▸ **The task**: Among the entries below, one line contains "like [301, 301]." and another contains "like [161, 312].". Transcribe those two lines and every line between them, exactly.

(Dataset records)

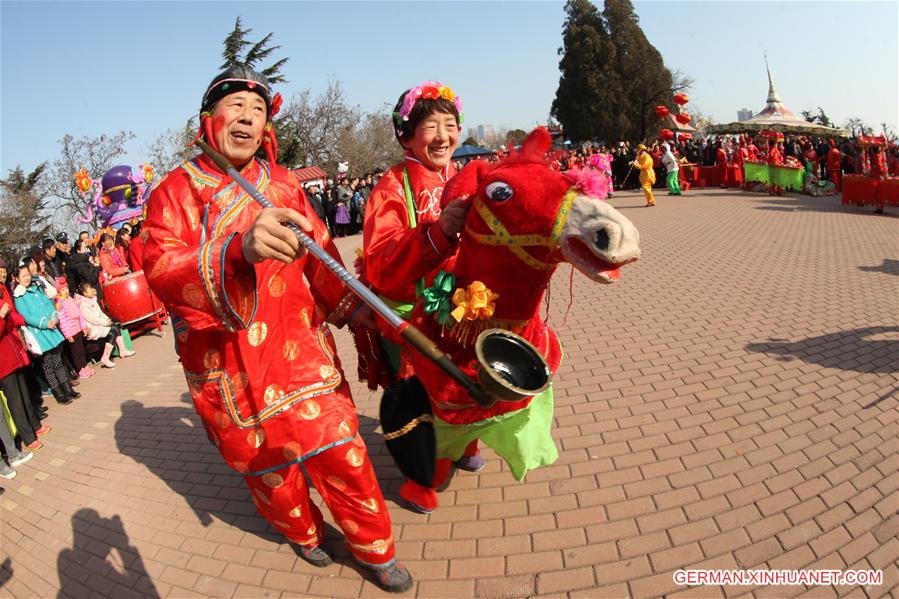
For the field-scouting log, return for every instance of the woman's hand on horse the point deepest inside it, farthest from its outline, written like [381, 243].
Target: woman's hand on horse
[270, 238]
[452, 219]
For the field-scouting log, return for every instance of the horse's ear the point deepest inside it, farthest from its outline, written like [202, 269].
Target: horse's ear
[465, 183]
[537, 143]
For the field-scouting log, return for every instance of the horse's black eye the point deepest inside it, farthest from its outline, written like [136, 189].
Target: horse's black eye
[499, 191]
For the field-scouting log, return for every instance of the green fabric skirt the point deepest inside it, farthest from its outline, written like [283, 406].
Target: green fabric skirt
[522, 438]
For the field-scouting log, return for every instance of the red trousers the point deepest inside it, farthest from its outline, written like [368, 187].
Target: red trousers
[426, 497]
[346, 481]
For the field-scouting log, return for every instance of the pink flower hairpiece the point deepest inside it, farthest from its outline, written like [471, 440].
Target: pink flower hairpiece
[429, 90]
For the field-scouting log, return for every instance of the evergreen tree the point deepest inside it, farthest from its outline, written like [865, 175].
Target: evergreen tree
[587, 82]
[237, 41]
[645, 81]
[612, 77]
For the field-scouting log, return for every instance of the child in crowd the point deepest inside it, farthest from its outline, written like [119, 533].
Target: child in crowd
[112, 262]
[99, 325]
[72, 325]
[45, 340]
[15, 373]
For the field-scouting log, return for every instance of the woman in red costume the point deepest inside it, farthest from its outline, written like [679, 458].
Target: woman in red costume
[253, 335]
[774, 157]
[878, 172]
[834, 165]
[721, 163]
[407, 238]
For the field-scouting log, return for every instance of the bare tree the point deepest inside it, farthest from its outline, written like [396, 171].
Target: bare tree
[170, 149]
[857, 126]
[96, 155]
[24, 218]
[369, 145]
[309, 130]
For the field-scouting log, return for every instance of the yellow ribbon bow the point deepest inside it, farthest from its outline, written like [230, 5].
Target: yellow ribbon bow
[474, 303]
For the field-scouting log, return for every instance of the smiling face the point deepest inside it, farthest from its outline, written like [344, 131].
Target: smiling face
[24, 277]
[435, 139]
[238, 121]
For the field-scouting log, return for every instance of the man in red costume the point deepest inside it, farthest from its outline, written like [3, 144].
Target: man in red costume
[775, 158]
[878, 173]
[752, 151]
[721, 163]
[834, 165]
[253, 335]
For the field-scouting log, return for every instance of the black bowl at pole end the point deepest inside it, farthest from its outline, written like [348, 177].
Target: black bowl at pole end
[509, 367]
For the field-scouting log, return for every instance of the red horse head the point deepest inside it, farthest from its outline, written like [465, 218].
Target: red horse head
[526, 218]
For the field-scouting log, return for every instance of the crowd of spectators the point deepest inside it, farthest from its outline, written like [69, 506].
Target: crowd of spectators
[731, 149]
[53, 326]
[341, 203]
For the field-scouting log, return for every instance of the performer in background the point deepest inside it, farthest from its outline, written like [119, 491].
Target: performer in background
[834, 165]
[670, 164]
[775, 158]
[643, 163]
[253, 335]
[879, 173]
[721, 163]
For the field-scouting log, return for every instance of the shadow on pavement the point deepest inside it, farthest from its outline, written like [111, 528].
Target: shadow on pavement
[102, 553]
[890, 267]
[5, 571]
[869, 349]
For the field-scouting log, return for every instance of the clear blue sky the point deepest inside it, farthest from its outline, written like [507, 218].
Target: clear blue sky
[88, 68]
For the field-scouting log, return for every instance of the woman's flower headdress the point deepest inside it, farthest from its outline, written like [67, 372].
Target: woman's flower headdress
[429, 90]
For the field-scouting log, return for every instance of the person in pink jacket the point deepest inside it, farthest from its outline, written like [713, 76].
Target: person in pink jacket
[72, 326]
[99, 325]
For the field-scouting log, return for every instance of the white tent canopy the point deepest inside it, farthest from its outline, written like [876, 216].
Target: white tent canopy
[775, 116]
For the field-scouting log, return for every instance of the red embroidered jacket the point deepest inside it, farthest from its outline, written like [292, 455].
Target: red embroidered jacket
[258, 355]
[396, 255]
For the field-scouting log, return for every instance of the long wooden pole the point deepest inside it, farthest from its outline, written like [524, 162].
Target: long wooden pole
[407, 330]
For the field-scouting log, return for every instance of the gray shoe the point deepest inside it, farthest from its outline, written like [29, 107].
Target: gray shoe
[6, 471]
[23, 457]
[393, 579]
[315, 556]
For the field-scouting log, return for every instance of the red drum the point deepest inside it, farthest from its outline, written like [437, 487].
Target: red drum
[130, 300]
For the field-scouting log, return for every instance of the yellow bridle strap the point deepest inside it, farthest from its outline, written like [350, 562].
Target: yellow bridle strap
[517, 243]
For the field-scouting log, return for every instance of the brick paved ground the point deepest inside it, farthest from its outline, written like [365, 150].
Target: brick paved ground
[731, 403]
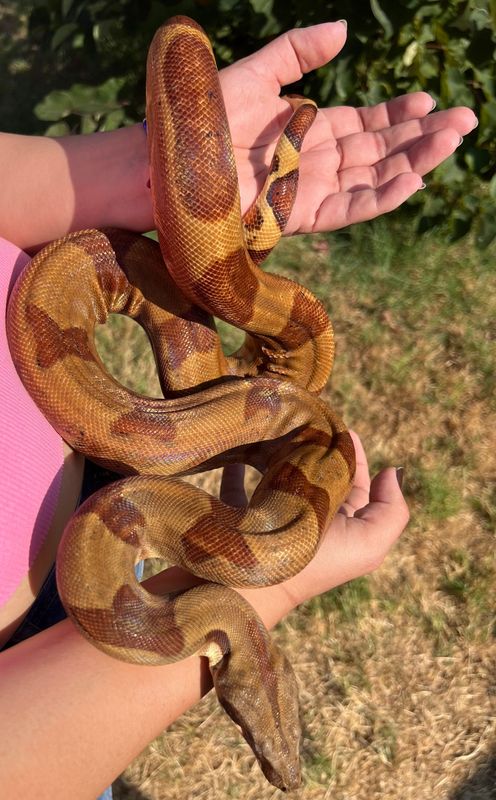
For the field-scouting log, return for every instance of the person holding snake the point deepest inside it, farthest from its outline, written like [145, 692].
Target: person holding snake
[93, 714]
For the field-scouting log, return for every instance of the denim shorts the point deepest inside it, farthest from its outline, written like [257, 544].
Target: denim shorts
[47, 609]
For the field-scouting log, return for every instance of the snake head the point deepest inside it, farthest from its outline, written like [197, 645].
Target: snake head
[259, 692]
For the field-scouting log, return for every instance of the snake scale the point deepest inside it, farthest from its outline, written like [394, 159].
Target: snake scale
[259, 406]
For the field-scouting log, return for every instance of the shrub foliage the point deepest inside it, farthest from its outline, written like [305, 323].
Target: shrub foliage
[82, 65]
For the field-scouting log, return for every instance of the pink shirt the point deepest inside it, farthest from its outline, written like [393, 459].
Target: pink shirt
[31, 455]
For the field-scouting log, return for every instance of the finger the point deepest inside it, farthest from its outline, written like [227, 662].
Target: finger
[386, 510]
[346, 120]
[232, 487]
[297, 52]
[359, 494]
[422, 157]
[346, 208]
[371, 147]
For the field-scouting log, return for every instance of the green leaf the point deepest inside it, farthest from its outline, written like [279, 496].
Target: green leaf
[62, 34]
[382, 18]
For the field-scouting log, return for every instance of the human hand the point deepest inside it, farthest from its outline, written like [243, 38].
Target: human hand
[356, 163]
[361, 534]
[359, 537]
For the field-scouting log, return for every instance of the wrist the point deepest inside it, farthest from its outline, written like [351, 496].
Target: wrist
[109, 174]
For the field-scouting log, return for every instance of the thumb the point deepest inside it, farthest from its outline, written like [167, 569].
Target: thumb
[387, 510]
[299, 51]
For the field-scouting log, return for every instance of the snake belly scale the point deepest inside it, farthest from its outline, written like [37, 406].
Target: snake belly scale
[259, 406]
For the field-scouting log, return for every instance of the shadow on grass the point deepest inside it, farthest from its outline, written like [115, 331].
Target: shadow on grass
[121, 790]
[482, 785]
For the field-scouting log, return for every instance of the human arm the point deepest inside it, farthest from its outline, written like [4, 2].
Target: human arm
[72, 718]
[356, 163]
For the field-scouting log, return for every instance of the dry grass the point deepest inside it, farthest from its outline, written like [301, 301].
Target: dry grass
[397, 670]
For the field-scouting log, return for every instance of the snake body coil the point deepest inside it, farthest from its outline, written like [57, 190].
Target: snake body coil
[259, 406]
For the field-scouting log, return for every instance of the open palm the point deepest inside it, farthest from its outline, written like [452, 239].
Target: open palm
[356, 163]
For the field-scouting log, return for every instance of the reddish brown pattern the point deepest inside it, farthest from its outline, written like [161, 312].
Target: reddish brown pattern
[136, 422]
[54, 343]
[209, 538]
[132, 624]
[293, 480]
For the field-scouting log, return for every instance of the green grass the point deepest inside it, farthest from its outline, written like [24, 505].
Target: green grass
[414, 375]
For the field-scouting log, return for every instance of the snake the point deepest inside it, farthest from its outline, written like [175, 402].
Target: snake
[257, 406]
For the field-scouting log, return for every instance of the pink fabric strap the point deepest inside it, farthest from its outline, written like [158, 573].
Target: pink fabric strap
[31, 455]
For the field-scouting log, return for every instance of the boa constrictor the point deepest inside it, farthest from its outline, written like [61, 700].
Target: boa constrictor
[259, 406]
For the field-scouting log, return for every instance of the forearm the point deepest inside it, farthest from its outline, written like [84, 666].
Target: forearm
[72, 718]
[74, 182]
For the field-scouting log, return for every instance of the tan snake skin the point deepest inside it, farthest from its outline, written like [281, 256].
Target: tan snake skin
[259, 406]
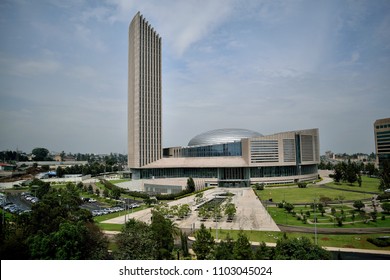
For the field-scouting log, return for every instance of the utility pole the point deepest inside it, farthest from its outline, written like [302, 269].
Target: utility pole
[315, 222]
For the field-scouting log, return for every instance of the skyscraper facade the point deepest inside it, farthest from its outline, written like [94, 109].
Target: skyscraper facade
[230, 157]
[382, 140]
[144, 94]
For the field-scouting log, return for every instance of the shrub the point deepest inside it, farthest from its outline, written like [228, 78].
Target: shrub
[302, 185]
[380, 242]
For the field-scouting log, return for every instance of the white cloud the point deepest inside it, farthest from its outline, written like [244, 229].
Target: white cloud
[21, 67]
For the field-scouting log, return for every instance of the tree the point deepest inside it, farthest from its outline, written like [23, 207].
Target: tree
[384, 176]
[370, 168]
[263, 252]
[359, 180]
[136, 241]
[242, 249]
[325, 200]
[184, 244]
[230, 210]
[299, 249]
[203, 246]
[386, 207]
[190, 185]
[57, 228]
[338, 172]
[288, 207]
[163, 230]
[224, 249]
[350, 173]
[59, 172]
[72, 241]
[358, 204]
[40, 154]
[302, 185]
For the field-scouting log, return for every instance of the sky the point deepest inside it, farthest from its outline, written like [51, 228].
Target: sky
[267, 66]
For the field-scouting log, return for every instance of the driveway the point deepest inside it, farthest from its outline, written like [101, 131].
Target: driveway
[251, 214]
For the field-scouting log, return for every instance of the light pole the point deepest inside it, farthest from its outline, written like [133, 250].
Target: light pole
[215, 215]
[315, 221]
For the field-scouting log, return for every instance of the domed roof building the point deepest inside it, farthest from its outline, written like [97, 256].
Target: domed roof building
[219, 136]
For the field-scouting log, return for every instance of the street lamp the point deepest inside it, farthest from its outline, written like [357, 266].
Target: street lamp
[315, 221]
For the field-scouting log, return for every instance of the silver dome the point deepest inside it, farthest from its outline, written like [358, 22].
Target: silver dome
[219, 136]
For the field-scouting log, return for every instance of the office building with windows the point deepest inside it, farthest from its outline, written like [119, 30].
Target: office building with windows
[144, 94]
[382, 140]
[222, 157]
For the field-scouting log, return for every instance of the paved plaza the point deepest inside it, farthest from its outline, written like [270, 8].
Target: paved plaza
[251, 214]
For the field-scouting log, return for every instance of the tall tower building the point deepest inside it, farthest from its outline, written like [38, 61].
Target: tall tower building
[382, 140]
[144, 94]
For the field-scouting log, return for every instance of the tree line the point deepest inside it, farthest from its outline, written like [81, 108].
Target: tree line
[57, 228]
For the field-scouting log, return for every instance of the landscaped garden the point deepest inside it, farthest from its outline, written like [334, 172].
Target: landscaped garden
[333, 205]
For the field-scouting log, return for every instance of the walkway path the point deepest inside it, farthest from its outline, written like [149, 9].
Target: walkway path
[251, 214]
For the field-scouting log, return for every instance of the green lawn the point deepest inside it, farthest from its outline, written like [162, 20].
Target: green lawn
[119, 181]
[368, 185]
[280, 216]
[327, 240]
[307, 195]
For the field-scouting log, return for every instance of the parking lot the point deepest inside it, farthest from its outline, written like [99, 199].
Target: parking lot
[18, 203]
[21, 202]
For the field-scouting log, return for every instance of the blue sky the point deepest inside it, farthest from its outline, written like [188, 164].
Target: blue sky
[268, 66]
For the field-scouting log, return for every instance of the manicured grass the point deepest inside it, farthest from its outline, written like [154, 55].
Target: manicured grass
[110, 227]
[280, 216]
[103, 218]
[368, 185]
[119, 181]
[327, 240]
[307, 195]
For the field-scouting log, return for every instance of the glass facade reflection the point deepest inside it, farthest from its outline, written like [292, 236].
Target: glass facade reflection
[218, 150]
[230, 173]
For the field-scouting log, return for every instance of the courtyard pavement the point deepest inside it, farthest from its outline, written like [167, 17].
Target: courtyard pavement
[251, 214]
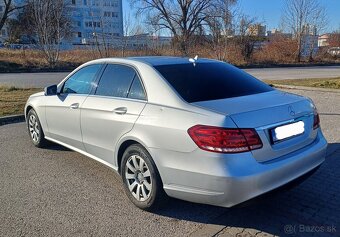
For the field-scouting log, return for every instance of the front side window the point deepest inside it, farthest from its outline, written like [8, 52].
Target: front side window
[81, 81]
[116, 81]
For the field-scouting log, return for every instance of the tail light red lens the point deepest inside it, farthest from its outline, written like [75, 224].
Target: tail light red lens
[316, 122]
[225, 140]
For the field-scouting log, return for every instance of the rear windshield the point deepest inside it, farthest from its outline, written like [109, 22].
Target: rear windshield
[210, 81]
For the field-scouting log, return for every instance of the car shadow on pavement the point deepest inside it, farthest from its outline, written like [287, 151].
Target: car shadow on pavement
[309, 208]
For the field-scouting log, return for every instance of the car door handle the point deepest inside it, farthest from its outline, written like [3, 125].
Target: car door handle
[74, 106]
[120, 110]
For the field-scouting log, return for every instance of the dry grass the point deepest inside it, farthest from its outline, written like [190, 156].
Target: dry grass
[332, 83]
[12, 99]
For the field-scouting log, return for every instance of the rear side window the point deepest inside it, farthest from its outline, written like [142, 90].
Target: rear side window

▸ **Task output**:
For the field-scouting log, return for every instance of the dry grass the point deepest inside it, farthest from its outline, written like [301, 301].
Target: dry grass
[397, 670]
For the field-scouting log, return for every instance of the snake body coil the point deepest inside it, farthest from its outline, written like [57, 190].
Target: snake body coil
[259, 406]
For the field-scouting log, return for every instance of the open palm the point deepest inside it, farthest from its outline, written like [452, 239].
Target: open palm
[356, 163]
For the field-scouting log, return for every instance of the reddish brown pattern the point deepest inside it, farthest from its outline, written like [161, 312].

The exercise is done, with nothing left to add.